[[ MATERIAL FOR THIS EXERCISE open ]]
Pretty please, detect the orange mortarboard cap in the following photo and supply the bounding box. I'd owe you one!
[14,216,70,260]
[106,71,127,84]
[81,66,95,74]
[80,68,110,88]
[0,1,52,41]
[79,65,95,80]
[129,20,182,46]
[[ MATERIAL FOR THIS EXERCISE closed ]]
▶ **EXERCISE PROMPT**: Write the entries out once more, exactly as they were given.

▶ **RESPONSE TO THE TASK**:
Pretty please, detect the orange mortarboard cap in the following photo and supply the bounding box. I'd owe you one!
[14,216,70,260]
[106,71,127,84]
[81,66,95,74]
[80,68,110,88]
[0,1,52,41]
[79,65,95,80]
[129,20,182,46]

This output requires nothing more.